ACTION ITEM: Extract from the listing each line in which the word "blank" appears.

EXTRACTED ENTRIES:
□ □ □ □
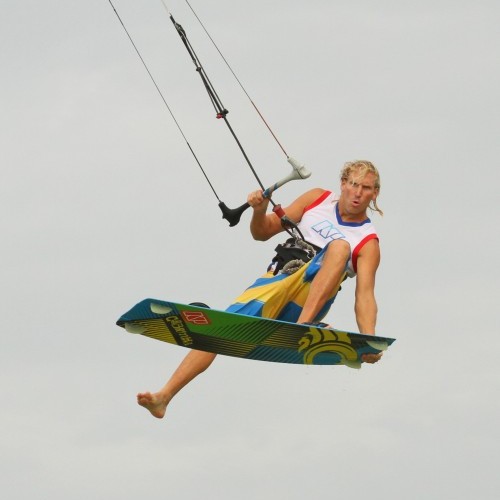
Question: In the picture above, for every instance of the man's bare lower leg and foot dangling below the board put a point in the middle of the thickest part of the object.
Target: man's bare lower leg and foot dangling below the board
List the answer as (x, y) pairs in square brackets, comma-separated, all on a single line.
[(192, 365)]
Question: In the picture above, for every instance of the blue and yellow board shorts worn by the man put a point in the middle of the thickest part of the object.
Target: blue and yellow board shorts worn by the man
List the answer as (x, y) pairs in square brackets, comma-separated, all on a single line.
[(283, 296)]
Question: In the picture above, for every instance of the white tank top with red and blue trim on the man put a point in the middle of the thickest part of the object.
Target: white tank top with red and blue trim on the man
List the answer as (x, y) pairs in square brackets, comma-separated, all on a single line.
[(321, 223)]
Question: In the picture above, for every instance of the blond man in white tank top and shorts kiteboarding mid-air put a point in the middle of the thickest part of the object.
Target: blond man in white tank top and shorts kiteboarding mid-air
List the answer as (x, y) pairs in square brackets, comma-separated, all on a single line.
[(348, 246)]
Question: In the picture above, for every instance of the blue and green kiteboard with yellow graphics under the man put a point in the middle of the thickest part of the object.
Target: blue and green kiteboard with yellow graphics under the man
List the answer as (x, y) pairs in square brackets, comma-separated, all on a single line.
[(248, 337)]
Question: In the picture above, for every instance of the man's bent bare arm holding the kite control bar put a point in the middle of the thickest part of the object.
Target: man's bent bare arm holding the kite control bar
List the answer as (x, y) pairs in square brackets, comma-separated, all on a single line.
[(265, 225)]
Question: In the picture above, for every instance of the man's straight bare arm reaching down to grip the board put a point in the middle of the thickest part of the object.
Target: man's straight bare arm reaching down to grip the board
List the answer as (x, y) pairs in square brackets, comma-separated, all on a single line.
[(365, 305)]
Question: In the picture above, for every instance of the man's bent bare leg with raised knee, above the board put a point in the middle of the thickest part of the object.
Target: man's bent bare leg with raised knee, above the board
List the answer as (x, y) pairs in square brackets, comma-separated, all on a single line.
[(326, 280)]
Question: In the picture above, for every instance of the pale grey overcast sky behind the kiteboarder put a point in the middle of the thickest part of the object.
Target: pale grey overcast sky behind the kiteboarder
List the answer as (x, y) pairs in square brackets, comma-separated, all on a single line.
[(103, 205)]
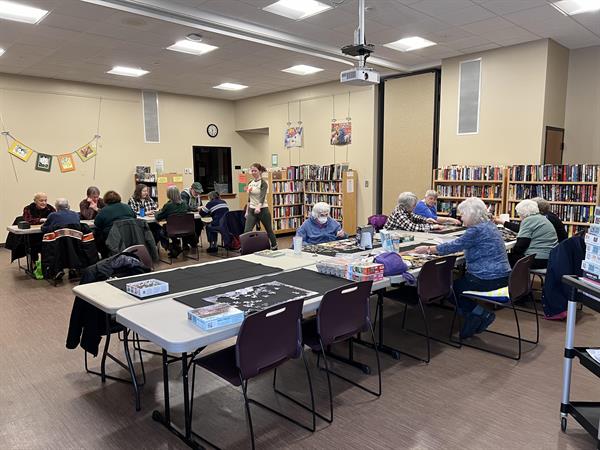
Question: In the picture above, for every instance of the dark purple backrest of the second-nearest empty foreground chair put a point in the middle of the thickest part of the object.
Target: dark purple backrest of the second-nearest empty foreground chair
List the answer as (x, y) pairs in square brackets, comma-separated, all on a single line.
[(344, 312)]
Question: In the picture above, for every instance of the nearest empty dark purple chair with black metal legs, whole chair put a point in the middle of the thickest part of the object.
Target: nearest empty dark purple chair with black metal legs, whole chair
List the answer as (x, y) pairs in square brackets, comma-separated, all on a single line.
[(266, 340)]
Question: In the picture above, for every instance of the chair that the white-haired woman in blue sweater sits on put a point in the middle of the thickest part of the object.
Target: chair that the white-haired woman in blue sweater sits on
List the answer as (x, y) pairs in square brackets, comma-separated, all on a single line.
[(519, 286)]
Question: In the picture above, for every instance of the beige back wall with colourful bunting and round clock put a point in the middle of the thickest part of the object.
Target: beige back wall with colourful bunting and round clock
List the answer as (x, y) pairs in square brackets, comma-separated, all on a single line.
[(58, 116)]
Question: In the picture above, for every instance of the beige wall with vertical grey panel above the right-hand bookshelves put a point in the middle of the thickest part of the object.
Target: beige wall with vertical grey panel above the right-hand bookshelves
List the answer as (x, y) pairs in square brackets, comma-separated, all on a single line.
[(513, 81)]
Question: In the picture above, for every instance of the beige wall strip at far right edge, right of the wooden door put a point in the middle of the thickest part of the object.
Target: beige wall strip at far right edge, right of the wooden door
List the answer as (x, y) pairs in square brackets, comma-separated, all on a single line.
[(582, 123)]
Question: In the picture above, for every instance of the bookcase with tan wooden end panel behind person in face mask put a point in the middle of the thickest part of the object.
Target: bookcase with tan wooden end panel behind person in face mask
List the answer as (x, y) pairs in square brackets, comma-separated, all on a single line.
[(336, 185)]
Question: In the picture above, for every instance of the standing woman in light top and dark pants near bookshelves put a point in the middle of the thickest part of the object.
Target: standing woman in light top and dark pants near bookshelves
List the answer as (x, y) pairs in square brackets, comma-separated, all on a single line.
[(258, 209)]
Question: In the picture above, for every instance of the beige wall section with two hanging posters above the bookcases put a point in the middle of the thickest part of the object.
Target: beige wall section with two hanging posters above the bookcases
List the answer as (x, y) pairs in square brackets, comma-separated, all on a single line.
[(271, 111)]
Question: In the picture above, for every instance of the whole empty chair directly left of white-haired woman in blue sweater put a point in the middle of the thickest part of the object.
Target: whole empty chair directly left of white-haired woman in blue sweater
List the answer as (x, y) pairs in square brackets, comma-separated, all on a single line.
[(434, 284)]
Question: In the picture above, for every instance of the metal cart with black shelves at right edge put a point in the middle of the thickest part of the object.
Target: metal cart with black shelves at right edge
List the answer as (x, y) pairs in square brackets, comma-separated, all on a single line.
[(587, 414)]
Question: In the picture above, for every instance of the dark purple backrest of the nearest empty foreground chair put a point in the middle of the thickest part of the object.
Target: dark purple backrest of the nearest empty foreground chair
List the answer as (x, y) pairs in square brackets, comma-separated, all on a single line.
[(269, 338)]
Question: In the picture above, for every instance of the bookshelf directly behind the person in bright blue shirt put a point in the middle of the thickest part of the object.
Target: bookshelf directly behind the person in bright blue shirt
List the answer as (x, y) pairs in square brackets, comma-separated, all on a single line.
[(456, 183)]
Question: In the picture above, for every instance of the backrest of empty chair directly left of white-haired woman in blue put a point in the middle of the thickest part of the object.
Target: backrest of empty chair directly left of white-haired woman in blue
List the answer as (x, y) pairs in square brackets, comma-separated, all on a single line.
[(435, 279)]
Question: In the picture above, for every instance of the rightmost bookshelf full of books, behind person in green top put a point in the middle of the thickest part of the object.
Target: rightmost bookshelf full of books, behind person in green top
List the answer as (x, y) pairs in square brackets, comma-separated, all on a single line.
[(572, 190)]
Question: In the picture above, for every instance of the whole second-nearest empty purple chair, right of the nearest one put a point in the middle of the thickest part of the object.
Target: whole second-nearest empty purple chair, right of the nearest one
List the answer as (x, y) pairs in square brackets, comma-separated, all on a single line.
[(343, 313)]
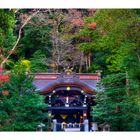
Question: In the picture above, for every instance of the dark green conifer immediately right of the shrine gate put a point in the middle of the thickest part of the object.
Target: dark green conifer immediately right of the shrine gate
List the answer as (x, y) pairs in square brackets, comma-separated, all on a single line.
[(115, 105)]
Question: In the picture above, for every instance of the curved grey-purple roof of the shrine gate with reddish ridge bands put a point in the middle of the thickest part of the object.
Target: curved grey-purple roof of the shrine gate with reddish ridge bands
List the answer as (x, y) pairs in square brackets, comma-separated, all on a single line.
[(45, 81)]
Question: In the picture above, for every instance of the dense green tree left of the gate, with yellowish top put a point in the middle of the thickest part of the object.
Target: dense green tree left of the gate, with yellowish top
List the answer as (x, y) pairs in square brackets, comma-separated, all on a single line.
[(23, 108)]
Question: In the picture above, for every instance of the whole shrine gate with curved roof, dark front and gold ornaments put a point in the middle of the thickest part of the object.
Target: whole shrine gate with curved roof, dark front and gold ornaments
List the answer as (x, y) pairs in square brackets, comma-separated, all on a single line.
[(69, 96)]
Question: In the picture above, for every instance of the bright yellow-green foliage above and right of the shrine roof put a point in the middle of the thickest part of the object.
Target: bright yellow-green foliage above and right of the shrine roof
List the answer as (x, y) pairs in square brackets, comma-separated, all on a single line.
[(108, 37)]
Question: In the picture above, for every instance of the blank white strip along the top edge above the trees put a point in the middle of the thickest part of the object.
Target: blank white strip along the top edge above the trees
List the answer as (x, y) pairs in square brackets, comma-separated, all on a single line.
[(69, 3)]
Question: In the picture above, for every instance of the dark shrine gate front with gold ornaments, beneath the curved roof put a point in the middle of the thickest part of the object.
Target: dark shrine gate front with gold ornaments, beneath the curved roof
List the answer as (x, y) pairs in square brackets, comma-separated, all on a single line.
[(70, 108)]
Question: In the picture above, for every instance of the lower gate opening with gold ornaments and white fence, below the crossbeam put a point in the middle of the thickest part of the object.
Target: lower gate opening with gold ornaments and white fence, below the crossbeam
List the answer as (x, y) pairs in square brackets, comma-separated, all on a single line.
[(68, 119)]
□ □ □ □
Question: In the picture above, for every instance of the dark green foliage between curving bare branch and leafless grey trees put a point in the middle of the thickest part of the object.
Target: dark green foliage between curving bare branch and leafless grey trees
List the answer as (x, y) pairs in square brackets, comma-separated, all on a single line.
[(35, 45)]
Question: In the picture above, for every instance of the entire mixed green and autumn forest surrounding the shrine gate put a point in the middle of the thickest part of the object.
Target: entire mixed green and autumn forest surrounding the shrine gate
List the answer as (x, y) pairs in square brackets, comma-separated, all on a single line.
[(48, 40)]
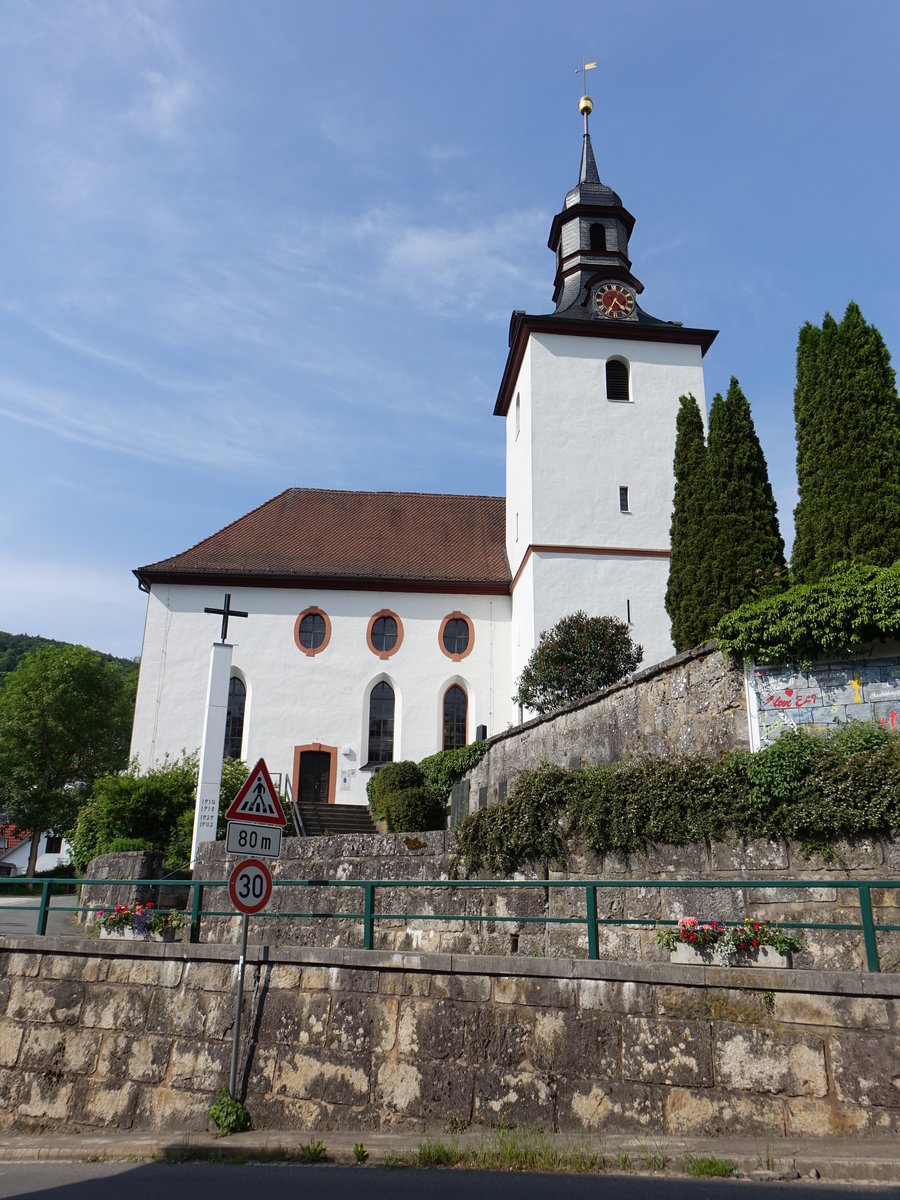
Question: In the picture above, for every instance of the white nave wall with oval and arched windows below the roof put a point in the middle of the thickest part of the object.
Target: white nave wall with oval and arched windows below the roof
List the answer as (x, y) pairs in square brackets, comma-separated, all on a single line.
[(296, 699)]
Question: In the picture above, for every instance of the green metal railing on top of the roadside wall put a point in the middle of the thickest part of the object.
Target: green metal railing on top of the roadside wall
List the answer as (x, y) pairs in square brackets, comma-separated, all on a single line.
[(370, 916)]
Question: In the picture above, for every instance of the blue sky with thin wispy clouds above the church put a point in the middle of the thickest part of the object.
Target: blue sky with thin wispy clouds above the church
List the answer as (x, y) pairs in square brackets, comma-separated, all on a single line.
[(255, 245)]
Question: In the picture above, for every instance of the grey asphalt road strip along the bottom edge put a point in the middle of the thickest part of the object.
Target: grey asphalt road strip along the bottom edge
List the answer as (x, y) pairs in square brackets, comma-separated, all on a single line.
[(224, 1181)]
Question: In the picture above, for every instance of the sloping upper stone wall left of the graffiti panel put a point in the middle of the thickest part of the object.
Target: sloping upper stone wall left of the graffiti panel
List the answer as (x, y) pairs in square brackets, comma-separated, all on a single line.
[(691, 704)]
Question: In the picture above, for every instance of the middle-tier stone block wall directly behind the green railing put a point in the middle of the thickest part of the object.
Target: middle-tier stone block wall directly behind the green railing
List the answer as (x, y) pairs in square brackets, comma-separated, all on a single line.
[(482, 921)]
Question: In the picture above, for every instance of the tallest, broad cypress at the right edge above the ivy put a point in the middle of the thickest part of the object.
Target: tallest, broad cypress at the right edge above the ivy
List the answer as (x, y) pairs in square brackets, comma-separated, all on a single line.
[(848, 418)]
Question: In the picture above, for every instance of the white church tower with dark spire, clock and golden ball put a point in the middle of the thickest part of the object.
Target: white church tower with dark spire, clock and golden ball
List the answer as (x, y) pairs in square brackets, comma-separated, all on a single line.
□ □ □ □
EXERCISE SOLUTION:
Question: In the picture above, for every instance of the blank white strip along the top edge above the trees put a point in the middle of the thickest part of the object.
Target: blank white strip along the top edge above the trees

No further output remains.